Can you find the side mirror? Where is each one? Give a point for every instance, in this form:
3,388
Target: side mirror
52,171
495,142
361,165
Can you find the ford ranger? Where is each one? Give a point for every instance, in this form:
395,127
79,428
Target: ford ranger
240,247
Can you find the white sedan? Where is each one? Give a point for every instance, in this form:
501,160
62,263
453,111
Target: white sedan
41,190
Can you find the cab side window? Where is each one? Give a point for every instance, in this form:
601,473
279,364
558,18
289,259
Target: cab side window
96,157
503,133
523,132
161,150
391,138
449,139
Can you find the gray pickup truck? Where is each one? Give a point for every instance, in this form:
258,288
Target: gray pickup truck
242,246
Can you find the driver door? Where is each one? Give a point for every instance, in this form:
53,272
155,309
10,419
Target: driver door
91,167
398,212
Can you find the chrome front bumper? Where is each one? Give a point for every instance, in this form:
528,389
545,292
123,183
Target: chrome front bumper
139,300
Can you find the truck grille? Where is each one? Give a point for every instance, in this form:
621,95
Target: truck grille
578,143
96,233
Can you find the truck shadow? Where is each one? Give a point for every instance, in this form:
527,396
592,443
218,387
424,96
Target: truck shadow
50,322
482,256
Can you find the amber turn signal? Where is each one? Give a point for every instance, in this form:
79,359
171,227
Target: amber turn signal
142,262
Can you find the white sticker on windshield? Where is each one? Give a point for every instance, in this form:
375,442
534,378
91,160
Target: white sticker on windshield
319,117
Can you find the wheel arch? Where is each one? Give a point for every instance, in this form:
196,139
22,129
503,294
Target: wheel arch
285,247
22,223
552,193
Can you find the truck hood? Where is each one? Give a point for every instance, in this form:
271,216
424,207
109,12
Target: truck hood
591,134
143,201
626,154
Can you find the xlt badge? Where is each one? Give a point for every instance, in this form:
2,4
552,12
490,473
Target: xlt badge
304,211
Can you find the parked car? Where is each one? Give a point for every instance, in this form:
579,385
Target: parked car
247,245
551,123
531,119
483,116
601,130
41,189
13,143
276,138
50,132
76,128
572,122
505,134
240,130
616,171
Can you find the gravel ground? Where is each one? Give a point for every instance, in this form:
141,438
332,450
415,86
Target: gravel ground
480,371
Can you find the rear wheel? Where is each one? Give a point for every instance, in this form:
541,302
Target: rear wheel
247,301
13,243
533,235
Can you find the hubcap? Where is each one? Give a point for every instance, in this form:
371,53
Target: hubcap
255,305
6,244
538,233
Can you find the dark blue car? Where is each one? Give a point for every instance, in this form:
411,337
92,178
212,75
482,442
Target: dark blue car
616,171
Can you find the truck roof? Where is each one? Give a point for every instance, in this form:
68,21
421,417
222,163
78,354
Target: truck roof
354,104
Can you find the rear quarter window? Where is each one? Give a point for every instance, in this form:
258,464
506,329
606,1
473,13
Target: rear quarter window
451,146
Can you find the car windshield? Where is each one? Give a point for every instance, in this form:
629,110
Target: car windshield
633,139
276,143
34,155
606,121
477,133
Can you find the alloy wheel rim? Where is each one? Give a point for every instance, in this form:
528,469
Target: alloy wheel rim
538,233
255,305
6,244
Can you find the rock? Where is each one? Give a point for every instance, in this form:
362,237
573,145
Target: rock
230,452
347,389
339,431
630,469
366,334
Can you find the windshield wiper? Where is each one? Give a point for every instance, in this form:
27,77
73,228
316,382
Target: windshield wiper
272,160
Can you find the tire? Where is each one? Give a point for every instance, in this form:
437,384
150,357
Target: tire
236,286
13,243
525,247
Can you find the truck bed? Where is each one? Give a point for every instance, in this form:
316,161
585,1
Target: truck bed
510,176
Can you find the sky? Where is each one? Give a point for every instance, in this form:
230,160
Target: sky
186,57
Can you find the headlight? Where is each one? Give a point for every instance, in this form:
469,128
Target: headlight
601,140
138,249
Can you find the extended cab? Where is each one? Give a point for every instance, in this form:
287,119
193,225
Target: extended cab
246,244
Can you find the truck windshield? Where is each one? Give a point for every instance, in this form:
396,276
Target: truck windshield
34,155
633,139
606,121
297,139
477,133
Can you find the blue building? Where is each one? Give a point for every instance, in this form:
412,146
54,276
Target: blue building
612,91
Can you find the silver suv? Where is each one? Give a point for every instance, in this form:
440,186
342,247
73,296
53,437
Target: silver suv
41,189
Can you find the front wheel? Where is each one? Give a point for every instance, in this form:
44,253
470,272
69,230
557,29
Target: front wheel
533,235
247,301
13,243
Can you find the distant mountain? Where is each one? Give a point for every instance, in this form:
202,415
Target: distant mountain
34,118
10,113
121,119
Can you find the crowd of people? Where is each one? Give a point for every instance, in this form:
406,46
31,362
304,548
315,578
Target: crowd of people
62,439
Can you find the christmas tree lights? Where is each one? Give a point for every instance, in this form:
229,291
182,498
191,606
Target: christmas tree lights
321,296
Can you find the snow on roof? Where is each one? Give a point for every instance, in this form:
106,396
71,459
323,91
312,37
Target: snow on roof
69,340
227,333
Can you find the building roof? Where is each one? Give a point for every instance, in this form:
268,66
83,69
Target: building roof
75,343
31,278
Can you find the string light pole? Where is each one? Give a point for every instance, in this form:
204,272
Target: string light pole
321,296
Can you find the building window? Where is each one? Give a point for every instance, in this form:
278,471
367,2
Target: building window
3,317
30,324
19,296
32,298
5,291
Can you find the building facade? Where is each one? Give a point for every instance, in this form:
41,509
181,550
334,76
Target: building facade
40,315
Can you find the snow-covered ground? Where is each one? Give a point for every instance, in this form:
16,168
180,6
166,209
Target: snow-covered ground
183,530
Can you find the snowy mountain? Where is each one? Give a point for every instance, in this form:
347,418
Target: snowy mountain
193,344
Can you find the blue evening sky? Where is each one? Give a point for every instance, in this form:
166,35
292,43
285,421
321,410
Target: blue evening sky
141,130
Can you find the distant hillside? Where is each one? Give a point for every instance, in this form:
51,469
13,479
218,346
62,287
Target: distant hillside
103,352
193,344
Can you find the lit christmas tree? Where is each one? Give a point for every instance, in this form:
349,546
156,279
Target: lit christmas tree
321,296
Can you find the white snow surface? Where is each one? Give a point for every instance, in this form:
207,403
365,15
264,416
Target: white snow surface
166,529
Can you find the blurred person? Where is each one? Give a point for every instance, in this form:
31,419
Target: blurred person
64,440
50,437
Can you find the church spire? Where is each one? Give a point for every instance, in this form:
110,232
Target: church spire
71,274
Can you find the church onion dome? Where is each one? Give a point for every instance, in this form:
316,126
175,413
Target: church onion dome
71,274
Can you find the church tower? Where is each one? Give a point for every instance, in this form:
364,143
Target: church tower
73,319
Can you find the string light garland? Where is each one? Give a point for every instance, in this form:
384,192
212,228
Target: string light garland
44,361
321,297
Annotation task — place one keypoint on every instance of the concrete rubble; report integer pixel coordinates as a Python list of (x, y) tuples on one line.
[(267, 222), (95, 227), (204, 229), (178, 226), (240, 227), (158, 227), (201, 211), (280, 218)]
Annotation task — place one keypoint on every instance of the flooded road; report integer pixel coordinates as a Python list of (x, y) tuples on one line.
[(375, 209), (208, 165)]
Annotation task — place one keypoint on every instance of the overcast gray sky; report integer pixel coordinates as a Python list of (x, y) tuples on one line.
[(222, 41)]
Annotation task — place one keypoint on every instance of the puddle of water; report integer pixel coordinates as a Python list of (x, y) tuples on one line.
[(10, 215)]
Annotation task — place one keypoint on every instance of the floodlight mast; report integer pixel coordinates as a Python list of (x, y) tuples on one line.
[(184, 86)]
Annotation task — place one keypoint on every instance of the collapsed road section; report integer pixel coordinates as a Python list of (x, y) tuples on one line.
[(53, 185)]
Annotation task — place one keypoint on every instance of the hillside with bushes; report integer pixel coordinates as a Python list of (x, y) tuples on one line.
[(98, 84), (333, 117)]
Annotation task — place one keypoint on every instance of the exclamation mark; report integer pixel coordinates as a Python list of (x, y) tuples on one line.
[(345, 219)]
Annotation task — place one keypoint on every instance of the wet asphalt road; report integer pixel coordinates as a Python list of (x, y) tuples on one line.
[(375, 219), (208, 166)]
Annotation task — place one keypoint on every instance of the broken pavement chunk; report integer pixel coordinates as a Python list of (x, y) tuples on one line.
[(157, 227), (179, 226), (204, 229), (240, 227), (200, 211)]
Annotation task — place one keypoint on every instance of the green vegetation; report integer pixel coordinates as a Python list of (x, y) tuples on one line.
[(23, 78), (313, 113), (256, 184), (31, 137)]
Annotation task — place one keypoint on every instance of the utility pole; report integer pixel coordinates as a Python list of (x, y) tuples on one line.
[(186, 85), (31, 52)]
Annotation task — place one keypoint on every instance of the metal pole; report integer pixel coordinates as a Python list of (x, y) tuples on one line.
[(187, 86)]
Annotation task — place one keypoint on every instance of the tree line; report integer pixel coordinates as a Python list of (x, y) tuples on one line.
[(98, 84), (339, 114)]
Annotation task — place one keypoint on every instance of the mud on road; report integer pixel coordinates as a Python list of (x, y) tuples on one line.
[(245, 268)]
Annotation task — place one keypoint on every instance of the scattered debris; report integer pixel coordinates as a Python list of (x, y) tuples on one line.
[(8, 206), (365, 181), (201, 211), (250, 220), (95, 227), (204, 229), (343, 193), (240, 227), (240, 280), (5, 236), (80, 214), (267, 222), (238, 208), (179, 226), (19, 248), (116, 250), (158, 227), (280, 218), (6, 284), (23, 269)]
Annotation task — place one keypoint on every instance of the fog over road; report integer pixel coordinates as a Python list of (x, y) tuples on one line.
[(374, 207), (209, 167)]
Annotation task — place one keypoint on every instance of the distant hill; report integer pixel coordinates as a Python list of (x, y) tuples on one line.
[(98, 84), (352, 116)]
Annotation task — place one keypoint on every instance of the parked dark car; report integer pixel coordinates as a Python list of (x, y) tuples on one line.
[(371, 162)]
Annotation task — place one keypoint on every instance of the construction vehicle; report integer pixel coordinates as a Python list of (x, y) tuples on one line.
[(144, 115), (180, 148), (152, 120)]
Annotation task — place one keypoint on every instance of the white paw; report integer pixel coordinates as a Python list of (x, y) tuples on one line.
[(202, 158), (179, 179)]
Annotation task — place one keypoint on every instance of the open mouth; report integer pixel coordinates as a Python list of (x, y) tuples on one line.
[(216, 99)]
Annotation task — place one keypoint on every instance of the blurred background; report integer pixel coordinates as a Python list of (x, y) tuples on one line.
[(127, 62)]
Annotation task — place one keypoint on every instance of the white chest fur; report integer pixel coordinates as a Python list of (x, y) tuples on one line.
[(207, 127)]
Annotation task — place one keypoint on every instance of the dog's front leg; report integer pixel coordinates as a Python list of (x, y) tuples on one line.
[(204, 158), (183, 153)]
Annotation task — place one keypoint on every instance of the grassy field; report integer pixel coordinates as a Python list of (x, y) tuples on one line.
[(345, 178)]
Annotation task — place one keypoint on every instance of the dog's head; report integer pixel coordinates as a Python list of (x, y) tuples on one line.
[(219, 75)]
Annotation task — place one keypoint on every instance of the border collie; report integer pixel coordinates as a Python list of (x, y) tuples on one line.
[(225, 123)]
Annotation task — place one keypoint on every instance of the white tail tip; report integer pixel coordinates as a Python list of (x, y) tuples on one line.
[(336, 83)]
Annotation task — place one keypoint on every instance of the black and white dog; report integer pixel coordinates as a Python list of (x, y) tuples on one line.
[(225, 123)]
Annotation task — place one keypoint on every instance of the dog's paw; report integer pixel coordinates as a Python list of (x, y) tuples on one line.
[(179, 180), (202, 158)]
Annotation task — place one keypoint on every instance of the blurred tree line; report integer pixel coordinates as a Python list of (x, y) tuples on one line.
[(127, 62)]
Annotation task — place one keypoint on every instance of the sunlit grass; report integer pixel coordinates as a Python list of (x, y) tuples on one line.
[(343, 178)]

● ● ● ● ● ● ●

Your goal: Retype the rows between the line holding "of the utility" and the line holding "[(98, 84), (339, 114)]", inclusive, without changing anything.

Answer to the problem:
Annotation task — place one keypoint on every instance of the utility pole; report integer pixel coordinates as a Python list of (x, y) tuples on one line.
[(186, 85), (31, 52)]
Annotation task — place one keypoint on every instance of the metal pole; report integer pixel coordinates as a Python list of (x, y) tuples on one line.
[(187, 86)]
Annotation task — place one keypoint on every instance of the tree line; report integer pixel coordinates as a Python list of (x, y) tuples on one line.
[(98, 84), (339, 114)]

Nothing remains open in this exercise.